PROBLEM STATEMENT:
Lift out, unaltered, the lines of the material below between the line holding "Where can the shoreline" and the line holding "Where can the commercial", counting both.

GIVEN ENTRIES:
"""
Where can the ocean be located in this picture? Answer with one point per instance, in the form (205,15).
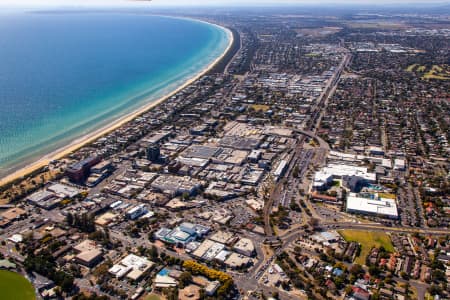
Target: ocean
(65,74)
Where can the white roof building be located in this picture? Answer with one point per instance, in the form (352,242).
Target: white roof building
(244,246)
(331,171)
(378,206)
(132,265)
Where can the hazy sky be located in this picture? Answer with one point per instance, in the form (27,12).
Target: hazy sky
(208,2)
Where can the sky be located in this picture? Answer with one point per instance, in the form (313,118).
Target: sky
(204,2)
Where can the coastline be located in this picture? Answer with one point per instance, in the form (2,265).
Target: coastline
(96,134)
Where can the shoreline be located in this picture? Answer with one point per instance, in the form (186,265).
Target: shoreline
(96,134)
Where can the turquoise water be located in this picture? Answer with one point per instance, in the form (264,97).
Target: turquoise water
(63,75)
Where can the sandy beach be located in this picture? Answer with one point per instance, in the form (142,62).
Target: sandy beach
(80,142)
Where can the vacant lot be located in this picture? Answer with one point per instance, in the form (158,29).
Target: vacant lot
(15,286)
(368,240)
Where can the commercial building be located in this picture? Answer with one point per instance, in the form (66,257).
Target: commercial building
(132,266)
(244,246)
(181,235)
(354,174)
(372,204)
(89,254)
(79,171)
(137,211)
(176,185)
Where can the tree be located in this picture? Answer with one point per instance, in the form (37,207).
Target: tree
(185,278)
(374,270)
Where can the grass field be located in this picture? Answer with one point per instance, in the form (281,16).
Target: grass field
(15,286)
(368,240)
"""
ANSWER SECTION:
Where can the shoreline be located in this picture? Answer with one point per instance, in the form (186,265).
Target: shoreline
(96,134)
Where can the turquoise water be located in this picture? Answer with one point per instance, in the form (264,97).
Target: turquoise water
(63,75)
Where can the sandy beach be located in this picture? Answer with one point per instance, in the form (142,62).
Target: sandy beach
(80,142)
Where can the vacant lot be located in this picture? Answer with one point per instance, in the form (158,29).
Target: vacant lot
(15,286)
(368,240)
Where can the commercial building be located in this picture? Answer with one point per instance, in the form (66,257).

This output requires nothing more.